INFORMATION GIVEN:
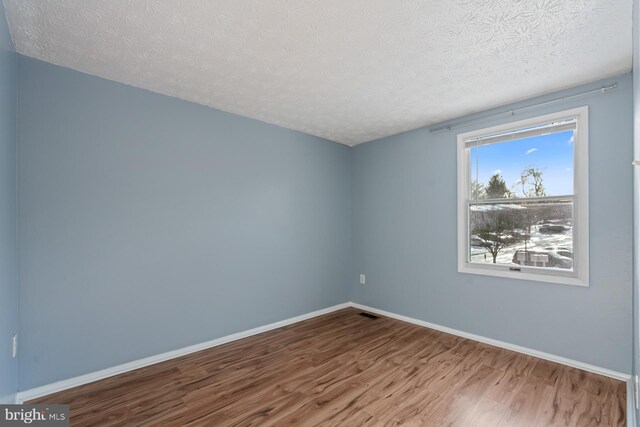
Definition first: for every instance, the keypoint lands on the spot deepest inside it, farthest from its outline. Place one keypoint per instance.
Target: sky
(552, 154)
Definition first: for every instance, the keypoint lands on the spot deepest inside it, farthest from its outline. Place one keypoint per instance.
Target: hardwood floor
(347, 369)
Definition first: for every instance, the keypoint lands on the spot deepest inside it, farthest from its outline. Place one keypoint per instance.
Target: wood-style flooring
(346, 369)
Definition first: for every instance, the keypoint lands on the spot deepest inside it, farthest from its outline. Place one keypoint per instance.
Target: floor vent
(369, 315)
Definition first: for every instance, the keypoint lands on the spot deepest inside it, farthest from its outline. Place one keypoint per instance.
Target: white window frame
(580, 274)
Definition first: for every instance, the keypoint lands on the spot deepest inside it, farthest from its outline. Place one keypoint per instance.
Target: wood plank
(346, 369)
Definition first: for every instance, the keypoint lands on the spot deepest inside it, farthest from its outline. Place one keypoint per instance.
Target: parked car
(560, 250)
(553, 228)
(536, 258)
(477, 241)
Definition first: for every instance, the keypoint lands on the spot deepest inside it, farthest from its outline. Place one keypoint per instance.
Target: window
(523, 199)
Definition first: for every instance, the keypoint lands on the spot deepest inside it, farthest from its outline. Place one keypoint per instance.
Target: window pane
(529, 167)
(535, 233)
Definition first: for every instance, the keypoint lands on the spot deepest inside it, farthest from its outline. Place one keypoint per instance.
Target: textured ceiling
(346, 70)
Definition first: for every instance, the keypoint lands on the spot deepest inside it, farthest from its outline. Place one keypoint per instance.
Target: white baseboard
(47, 389)
(631, 404)
(540, 354)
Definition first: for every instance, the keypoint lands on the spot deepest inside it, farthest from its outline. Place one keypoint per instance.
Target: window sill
(523, 275)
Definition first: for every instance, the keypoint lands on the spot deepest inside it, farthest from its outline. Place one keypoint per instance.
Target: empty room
(319, 212)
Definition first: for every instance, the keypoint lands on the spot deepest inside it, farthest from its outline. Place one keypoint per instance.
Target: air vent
(369, 315)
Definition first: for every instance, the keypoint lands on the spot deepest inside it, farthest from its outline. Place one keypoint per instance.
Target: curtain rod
(512, 112)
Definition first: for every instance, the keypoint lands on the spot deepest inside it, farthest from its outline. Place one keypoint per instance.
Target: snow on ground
(538, 241)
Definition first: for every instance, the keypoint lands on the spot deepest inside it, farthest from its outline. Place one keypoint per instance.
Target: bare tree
(478, 191)
(496, 230)
(530, 183)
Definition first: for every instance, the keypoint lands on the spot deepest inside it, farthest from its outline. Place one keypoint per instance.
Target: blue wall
(404, 239)
(148, 223)
(636, 190)
(8, 214)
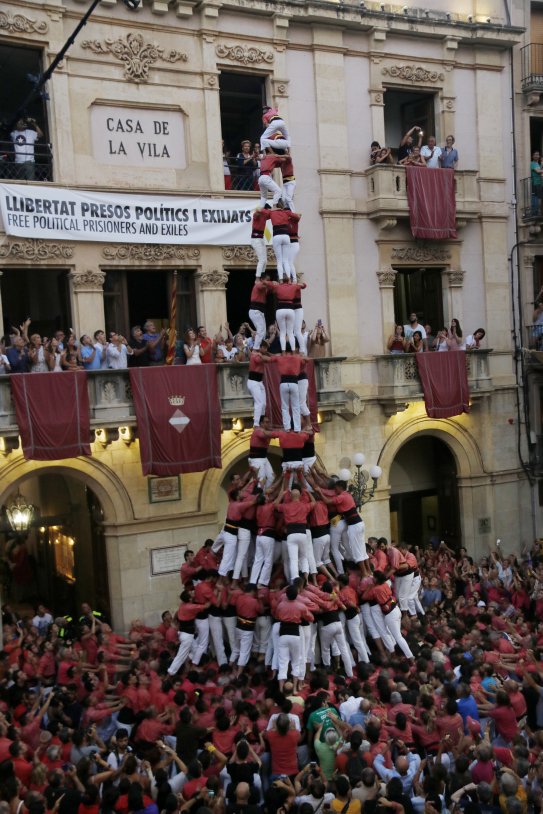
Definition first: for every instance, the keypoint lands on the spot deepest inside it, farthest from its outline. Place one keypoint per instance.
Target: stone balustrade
(399, 381)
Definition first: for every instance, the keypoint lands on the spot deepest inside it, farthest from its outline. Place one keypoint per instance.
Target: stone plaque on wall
(138, 137)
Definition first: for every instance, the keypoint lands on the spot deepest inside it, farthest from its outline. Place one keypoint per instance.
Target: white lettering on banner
(51, 213)
(138, 137)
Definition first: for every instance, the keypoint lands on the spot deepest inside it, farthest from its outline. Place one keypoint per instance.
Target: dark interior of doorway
(426, 515)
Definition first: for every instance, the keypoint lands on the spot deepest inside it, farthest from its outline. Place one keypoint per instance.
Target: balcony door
(419, 290)
(133, 296)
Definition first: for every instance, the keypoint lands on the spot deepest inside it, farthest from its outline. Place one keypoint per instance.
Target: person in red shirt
(258, 243)
(295, 513)
(266, 184)
(283, 742)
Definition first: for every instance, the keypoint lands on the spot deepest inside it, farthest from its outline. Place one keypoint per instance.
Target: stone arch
(107, 486)
(464, 447)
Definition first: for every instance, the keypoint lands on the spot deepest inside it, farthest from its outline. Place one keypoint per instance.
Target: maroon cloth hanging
(53, 414)
(444, 378)
(179, 418)
(432, 202)
(272, 380)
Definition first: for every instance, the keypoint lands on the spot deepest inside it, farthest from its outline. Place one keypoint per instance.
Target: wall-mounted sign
(138, 137)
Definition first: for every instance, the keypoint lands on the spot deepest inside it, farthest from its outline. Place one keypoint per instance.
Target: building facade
(141, 105)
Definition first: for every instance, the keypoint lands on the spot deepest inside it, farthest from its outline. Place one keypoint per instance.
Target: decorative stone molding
(456, 278)
(412, 73)
(150, 251)
(213, 278)
(386, 277)
(244, 55)
(90, 280)
(137, 55)
(420, 254)
(19, 24)
(36, 250)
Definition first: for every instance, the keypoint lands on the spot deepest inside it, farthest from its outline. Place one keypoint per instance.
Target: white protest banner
(51, 213)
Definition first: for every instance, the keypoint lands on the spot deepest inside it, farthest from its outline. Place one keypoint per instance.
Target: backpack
(354, 767)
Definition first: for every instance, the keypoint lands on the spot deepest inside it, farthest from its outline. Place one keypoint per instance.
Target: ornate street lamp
(358, 483)
(20, 514)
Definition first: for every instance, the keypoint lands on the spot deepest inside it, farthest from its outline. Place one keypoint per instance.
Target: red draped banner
(53, 415)
(179, 418)
(432, 202)
(444, 380)
(272, 380)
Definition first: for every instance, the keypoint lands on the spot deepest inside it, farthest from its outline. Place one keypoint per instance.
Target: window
(419, 291)
(403, 109)
(20, 68)
(242, 97)
(131, 297)
(41, 294)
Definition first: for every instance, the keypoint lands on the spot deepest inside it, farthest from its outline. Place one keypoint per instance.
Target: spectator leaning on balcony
(449, 155)
(431, 153)
(24, 136)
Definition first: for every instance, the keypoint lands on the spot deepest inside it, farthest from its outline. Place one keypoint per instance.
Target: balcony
(111, 402)
(43, 163)
(399, 381)
(531, 74)
(387, 194)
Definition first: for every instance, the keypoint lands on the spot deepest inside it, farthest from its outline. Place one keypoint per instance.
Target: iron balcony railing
(531, 77)
(41, 169)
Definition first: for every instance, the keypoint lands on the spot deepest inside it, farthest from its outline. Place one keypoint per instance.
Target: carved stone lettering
(136, 54)
(244, 55)
(36, 250)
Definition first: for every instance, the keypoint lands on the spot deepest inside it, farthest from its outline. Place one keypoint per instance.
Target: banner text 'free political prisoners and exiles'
(67, 214)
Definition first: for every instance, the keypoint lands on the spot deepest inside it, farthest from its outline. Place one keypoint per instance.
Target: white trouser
(289, 651)
(273, 648)
(244, 644)
(229, 553)
(264, 471)
(321, 550)
(294, 249)
(379, 622)
(281, 247)
(336, 533)
(201, 642)
(259, 247)
(303, 386)
(258, 392)
(244, 541)
(298, 319)
(262, 634)
(295, 546)
(215, 629)
(311, 561)
(288, 193)
(357, 541)
(278, 125)
(356, 634)
(393, 622)
(334, 633)
(266, 184)
(262, 566)
(413, 603)
(290, 403)
(183, 652)
(285, 322)
(258, 318)
(402, 589)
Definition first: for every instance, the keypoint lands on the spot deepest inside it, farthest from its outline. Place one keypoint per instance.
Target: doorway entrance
(424, 504)
(65, 547)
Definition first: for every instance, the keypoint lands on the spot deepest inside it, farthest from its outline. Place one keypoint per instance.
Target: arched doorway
(65, 543)
(424, 501)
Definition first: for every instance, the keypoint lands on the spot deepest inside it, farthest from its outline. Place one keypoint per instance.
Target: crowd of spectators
(28, 352)
(95, 722)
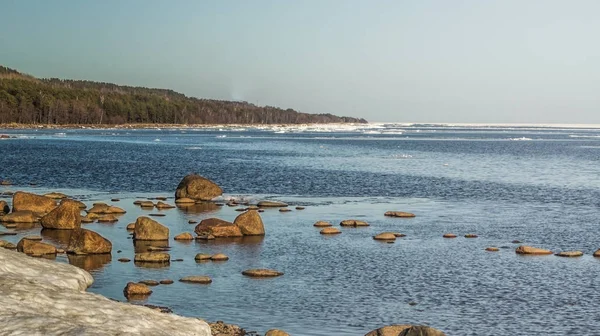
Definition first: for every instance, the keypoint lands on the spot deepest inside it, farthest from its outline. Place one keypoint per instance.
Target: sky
(469, 61)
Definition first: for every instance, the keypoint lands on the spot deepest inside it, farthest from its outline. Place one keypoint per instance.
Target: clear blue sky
(517, 61)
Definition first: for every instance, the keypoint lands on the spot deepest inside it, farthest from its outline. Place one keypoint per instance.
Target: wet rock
(570, 254)
(184, 236)
(261, 273)
(66, 216)
(152, 257)
(202, 257)
(405, 330)
(200, 279)
(33, 247)
(250, 223)
(22, 216)
(353, 223)
(39, 205)
(136, 289)
(330, 230)
(385, 236)
(399, 214)
(271, 204)
(162, 205)
(149, 229)
(219, 257)
(88, 242)
(531, 250)
(322, 224)
(218, 228)
(197, 187)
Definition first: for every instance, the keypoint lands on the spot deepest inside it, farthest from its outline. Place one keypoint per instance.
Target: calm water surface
(537, 185)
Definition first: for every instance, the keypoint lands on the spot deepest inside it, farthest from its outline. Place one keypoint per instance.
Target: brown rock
(67, 216)
(153, 257)
(201, 279)
(23, 216)
(261, 273)
(198, 188)
(149, 229)
(88, 242)
(250, 223)
(400, 214)
(330, 230)
(33, 247)
(570, 254)
(218, 228)
(136, 289)
(385, 236)
(531, 250)
(219, 257)
(322, 224)
(184, 236)
(37, 204)
(405, 330)
(353, 222)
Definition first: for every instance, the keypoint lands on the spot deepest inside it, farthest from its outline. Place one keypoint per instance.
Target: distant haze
(494, 61)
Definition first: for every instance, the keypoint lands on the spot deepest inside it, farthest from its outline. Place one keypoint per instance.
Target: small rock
(201, 279)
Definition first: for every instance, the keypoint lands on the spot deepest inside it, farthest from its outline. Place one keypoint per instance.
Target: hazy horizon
(428, 61)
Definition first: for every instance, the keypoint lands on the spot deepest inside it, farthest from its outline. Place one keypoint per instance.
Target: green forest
(25, 99)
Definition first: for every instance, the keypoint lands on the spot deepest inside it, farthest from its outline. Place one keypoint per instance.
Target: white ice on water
(43, 297)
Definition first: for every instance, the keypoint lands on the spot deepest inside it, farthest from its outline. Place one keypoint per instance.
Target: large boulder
(40, 205)
(149, 229)
(84, 241)
(67, 216)
(4, 208)
(405, 330)
(250, 223)
(23, 216)
(29, 246)
(218, 228)
(198, 188)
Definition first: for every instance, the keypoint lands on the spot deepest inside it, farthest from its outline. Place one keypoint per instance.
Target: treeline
(28, 100)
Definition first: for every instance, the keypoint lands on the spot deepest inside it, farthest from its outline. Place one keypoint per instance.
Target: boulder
(353, 222)
(570, 254)
(400, 214)
(149, 229)
(4, 208)
(184, 236)
(67, 216)
(385, 236)
(261, 273)
(201, 279)
(523, 249)
(330, 230)
(405, 330)
(218, 228)
(197, 187)
(272, 204)
(250, 223)
(322, 224)
(154, 257)
(22, 216)
(28, 246)
(37, 204)
(133, 289)
(84, 241)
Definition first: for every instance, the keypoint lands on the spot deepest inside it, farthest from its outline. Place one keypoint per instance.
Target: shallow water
(543, 191)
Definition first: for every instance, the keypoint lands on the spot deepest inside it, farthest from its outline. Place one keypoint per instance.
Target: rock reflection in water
(90, 262)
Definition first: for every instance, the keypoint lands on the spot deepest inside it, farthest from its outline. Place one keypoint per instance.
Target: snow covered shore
(43, 297)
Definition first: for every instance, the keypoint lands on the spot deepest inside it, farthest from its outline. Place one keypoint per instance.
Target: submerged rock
(197, 187)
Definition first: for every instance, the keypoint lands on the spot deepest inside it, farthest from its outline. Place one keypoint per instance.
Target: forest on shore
(25, 99)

ACTIVITY:
Nothing but the lines from the one holding "Target: submerged rock" through the last line of the data may be output, and each must match exactly.

REPLY:
Target: submerged rock
(197, 187)
Definition first: for every instance, the keypoint lands on the spot deepest inside it, farthest from its outline. Place one keypoint per instance.
Target: forest on shore
(25, 99)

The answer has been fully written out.